What you will do: Here the requirement is to repeat every record exactly, in full.

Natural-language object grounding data
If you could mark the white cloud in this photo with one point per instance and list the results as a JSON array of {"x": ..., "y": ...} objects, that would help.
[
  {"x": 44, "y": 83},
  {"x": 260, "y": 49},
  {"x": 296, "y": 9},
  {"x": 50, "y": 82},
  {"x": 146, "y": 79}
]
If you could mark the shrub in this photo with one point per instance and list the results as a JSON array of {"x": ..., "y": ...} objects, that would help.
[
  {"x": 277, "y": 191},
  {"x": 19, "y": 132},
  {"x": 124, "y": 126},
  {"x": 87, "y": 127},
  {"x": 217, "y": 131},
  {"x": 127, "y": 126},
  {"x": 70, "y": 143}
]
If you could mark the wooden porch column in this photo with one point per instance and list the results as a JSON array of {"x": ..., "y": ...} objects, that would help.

Worked solution:
If you could mark the white cloud in this photo with one point per instance and list the results as a JSON array of {"x": ..., "y": ...} objects, that would help.
[
  {"x": 44, "y": 83},
  {"x": 260, "y": 49},
  {"x": 296, "y": 9},
  {"x": 50, "y": 82},
  {"x": 146, "y": 79}
]
If you could mark the shrub in this photo with one point per instance and list the results as a JSON array of {"x": ..., "y": ...} objects, that would help.
[
  {"x": 277, "y": 191},
  {"x": 19, "y": 132},
  {"x": 124, "y": 126},
  {"x": 87, "y": 127},
  {"x": 217, "y": 131},
  {"x": 127, "y": 126},
  {"x": 70, "y": 143}
]
If you could mark the wooden porch column in this photo with one point per instance and list the results as a JSON array of {"x": ..., "y": ...} objects, that would help.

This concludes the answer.